▶ Assignment
Look through the lines below; wherever the word "metal" appears, copy that line.

────────

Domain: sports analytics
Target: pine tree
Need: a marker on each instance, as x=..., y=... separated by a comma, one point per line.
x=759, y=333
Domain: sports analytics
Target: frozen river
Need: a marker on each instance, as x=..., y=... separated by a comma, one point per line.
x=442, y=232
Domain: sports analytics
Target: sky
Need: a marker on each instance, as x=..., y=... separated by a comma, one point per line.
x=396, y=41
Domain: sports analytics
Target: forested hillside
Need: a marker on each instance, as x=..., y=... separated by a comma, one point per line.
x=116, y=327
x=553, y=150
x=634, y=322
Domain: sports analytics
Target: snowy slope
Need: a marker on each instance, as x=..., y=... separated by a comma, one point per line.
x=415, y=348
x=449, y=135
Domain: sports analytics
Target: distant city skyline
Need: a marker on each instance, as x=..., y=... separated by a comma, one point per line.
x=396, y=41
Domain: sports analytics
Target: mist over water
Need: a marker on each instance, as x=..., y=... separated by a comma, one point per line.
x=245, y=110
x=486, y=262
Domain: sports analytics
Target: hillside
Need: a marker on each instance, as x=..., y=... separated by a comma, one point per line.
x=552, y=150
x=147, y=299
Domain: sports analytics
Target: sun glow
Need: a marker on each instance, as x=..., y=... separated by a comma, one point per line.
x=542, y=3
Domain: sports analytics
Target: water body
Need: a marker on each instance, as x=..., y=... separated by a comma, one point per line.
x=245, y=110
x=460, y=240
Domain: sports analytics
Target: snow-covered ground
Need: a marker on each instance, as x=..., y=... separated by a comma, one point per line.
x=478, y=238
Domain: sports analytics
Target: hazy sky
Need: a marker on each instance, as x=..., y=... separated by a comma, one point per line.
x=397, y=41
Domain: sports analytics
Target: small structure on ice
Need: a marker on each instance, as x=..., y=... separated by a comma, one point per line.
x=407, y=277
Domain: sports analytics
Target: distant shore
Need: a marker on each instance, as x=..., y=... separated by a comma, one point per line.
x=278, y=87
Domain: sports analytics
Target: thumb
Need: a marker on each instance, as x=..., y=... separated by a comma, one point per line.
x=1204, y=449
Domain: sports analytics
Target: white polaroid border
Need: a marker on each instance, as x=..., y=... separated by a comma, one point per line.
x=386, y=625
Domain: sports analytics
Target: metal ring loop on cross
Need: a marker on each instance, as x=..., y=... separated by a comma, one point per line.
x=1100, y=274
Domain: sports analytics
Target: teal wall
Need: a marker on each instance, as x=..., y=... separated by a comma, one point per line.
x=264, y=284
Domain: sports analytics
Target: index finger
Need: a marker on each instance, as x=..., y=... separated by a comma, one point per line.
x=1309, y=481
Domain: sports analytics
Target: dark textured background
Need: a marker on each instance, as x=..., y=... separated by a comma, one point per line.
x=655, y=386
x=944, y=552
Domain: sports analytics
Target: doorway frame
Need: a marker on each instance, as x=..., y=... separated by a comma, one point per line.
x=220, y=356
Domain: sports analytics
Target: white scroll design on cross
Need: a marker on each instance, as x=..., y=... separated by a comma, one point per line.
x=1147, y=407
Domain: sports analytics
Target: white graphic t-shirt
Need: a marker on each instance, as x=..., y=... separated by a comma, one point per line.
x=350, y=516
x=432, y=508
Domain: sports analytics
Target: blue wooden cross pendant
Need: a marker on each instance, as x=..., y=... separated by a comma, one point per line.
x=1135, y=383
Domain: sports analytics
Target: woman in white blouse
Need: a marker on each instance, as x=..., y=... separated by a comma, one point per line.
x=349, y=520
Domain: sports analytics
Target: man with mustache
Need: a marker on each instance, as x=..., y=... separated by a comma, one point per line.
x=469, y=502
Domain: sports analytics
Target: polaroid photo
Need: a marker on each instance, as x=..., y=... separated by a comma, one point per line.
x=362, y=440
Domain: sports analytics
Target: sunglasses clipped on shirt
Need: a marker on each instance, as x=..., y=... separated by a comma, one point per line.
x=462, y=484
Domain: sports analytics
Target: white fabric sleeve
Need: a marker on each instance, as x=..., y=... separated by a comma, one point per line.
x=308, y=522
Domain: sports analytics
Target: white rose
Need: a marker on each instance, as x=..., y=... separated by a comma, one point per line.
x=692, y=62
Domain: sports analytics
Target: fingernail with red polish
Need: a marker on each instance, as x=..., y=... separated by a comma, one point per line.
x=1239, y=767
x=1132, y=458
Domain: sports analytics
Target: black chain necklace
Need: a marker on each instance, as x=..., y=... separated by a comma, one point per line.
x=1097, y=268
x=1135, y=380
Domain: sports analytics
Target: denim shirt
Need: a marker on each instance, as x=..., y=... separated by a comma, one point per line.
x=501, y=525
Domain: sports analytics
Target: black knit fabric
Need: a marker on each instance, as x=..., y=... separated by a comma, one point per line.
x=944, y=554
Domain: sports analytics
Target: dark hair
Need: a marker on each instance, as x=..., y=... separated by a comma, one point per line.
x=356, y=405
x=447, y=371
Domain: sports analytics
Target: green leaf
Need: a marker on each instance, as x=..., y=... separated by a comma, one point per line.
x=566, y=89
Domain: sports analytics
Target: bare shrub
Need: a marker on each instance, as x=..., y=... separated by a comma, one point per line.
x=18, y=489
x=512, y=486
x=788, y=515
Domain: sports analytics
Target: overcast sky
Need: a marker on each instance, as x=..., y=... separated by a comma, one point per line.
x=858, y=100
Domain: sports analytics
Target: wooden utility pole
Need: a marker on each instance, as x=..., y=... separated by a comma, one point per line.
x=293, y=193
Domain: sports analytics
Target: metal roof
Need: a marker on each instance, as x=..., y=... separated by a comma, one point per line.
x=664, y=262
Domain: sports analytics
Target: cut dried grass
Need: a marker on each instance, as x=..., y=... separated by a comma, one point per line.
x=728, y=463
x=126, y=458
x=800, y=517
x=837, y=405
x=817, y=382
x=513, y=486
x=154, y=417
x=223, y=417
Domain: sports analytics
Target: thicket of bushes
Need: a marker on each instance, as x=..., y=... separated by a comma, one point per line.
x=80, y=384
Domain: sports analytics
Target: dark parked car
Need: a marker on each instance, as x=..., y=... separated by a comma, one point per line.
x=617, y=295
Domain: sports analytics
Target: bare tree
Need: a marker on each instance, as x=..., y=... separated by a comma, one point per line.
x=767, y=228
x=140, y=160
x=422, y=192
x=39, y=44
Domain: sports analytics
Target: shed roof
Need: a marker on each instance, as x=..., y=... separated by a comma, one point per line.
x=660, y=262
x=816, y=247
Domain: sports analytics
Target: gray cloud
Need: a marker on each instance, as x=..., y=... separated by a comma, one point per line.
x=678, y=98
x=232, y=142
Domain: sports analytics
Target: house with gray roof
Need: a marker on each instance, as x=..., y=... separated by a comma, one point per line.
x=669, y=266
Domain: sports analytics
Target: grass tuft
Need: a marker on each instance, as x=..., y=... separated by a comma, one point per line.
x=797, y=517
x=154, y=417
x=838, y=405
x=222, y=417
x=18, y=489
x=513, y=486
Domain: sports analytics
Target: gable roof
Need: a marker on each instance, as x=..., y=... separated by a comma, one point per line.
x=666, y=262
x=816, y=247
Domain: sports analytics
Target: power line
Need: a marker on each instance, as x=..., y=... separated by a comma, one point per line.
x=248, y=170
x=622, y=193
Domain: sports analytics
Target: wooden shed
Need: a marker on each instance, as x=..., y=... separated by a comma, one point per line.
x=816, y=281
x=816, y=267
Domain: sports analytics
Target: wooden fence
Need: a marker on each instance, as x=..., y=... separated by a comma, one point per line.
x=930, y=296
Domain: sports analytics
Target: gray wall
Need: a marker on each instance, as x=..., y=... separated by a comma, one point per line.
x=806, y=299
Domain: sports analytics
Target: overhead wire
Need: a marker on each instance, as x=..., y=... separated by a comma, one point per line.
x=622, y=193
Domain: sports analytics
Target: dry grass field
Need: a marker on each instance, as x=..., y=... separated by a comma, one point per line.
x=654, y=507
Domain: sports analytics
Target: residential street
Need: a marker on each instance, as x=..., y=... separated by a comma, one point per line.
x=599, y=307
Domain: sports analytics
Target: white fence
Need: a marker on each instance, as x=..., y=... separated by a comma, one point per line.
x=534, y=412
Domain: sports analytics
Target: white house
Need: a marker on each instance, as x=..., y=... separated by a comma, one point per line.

────────

▶ Answer area
Target: metal ring loop on cross
Target: metal roof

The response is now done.